_TEXTE FOURNI_:
- - -
Le Devoir

Les chirurgies du coeur ont plus de succès en après-midi

Les patients opérés au milieu de la journée subissent moins de complicati­ons, selon des chercheurs français

- PAULINE GRAVEL

Les patients qui subissent une chirurgie à coeur ouvert ont plus de complicati­ons si cette interventi­on est effectuée le matin plutôt que l’après-midi, révèle une étude publiée dans The Lancet. Cette étude précise également le rôle de l’horloge biologique du coeur dans ces variations diurnes.

On savait déjà que les infarctus du myocarde et les accidents vasculaire­s cérébraux surviennen­t plus fréquemmen­t tôt le matin qu’en soirée. Certaines études ont aussi suggéré que les infarctus du myocarde seraient plus graves quand ils se produisent le matin.

Cette fois, des chercheurs du Centre hospitalie­r universita­ire (CHU) de Lille, en France, ont voulu savoir si une chirurgie cardiaque, telle que le remplaceme­nt de la valve aortique du coeur, entraînait plus de complicati­ons si elle était pratiquée le matin plutôt que l’après-midi.

Moins de complicati­ons cardiaques

Dans le cadre d’une première étude incluant 298 patients qui avaient été opérés le matin et 298 en après-midi, les chercheurs ont remarqué que 500 jours après l’interventi­on, la fréquence des complicati­ons cardiaques, telles qu’un infarctus du myocarde ou une insuffisan­ce cardiaque, était 50% moins élevée chez les patients ayant subi leur chirurgie l’après-midi.

La valve aortique est le clapet situé à la sortie du ventricule du coeur qui empêche le sang d’aller dans le mauvais sens. Quand elle s’est calcifiée, on la remplace par une valve prothétiqu­e.

Pour ce faire, on doit arrêter le coeur et dériver le sang dans une machine de circulatio­n extracorpo­relle pendant une heure à une heure et demie selon la complexité de la chirurgie, explique le Dr David Montaigne, du CHU de Lille et premier auteur de l’article.
- - -
_CONSIGNE_:
Pourriez-vous prolonger l'article sur les chirurgies du cœur en rédigeant la suite à partir de sa dernière phrase ?

(Lignes d'un jeu de données)
- - -
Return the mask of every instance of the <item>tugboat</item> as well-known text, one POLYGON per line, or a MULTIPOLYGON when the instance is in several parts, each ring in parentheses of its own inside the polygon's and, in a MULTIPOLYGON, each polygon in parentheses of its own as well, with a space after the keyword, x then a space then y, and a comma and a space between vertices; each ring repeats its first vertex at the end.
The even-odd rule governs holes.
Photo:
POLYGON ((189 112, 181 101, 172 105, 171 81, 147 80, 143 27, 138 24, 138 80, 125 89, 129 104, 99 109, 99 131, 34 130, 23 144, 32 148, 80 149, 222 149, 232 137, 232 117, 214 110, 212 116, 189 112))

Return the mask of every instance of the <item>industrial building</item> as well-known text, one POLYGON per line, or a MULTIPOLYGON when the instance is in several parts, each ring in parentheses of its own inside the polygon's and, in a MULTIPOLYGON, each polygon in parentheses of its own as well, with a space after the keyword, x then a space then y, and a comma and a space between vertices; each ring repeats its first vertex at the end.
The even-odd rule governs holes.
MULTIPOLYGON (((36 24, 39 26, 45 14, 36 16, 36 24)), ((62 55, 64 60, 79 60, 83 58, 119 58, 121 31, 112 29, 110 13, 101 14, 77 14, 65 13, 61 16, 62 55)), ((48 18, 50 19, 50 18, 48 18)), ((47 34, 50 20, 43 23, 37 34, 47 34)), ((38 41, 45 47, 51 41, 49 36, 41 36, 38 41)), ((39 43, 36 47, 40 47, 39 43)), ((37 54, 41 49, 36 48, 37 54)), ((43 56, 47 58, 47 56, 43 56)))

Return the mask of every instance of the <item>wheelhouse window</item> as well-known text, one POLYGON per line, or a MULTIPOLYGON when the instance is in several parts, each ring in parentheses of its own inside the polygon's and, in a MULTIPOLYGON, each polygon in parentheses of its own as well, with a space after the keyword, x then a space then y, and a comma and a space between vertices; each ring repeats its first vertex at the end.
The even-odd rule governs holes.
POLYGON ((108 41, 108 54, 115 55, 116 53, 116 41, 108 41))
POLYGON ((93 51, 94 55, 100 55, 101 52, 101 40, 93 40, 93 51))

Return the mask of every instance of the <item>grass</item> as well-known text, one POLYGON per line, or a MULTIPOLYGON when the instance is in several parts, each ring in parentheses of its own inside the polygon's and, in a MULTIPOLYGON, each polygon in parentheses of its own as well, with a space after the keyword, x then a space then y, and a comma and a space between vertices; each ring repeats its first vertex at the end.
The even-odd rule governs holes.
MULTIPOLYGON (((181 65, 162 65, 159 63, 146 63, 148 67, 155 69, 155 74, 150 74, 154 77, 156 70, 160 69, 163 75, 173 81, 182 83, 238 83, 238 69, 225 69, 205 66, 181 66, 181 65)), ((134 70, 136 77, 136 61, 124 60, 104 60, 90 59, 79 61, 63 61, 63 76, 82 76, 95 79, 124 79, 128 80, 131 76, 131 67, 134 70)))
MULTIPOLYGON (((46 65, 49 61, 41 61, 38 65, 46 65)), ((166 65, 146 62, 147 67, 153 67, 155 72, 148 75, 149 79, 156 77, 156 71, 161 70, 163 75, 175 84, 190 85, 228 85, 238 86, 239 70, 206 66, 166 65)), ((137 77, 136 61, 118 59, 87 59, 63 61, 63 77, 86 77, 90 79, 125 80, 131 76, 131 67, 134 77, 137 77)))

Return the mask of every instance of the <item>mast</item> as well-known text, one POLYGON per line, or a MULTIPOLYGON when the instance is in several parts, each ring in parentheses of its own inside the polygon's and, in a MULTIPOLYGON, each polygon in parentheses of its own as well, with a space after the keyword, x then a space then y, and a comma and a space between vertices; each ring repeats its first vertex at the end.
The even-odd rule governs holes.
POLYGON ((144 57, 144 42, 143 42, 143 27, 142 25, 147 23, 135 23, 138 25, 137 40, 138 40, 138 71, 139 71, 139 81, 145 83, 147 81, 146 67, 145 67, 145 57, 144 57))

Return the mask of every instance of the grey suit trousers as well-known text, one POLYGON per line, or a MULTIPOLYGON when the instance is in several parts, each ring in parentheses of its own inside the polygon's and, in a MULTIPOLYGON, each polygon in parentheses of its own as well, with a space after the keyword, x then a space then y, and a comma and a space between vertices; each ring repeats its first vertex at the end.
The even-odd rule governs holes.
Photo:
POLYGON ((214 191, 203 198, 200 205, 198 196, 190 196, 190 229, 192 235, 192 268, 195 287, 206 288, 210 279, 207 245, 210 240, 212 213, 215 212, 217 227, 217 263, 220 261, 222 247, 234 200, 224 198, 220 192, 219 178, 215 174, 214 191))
- - -
_RÉSULTAT ATTENDU_:
«Pendant cette dérivation, le coeur n’est pas perfusé d’une manière optimale. Pour éviter qu’il ne souffre trop, on injecte dans les artères du coeur un mélange de sang et de liquide oxygéné, mais ce ne sont pas des conditions optimales. De plus, quand on rétablit la circulatio­n sanguine dans le coeur, l’afflux de grandes quantités d’oxygène entraîne la production de radicaux libres qui précipiten­t certaines cellules en souffrance vers la mort. C’est pour ces raisons que ce genre de chirurgie induit inévitable­ment des dommages au niveau du coeur. »

Muscle moins endommagé

Dans un second temps, les chercheurs ont procédé à un essai clinique randomisé dans lequel le moment de la chirurgie a été cette fois déterminé de façon aléatoire pour 88 patients.

Encore une fois, les 44 patients dont le remplaceme­nt de la valve aortique a été effectué en après-midi présentaie­nt un muscle cardiaque moins endommagé que ceux l’ayant subi le matin, ce qui démontrait que «procéder à la chirurgie l’après-midi assurait une certaine protection et une meilleure récupérati­on», écrivent les auteurs.

Dans un troisième temps, les chercheurs ont procédé à une analyse génétique de biopsies de muscle cardiaque prélevé chez 14 patients ayant subi leur chirurgie le matin et 16 patients ayant été opérés l’après-midi. Ils ont alors remarqué que l’expression de 287 gènes différait selon le moment de la journée où ils avaient été prélevés.

Ces gènes étaient pour la plupart associés au fonctionne­ment de l’horloge biologique présente dans chacune de nos cellules, y compris des cellules cardiaques.

Meilleure récupérati­on

Les chercheurs se sont ensuite intéressés à l’un de ces gènes dénommé Rev-Erbα, dont l’expression est élevée le matin et faible le soir. « Ce gène produit une protéine qui inhibe l’expression d’un autre gène synthétisa­nt la protéine CDKN1a/p21 qui empêche les cellules de mourir», résume M. Montaigne.

Lorsqu’ils ont bloqué le gène Rev-Erb ou administré des molécules qui neutralisa­ient la protéine Rev-Erb que le gène produit, les scientifiq­ues ont observé que le muscle cardiaque des souris récupérait beaucoup mieux d’une interventi­on mimant la chirurgie et subissait beaucoup moins de dommage.

« Ces molécules pourraient être utilisées comme médicament­s, car elles permettrai­ent de faire croire au coeur que c’est l’après-midi au lieu du matin. Ce serait plus simple [d’utiliser ces médicament­s] parce qu’on ne pourra pas opérer tous les patients l’après-midi, et surtout avec des médicament­s, on aura un impact beaucoup plus puissant. Des chimistes du médicament devront améliorer les molécules déjà disponible­s pour qu’elles soient moins toxiques pour les autres organes, qu’elles persistent moins longtemps dans le sang et qu’elles se fixent spécifique­ment sur le coeur», explique M. Montaigne.

Dans un commentair­e publié également dans The Lancet, Thomas Bochaton et Michel Ovize de l’Hôpital Louis Pradel à Lyon, en France, considèren­t ces résultats si convaincan­ts qu’ils recommande­nt dès maintenant aux chirurgien­s cardiaques d’opérer leurs patients les plus à risque l’après-midi.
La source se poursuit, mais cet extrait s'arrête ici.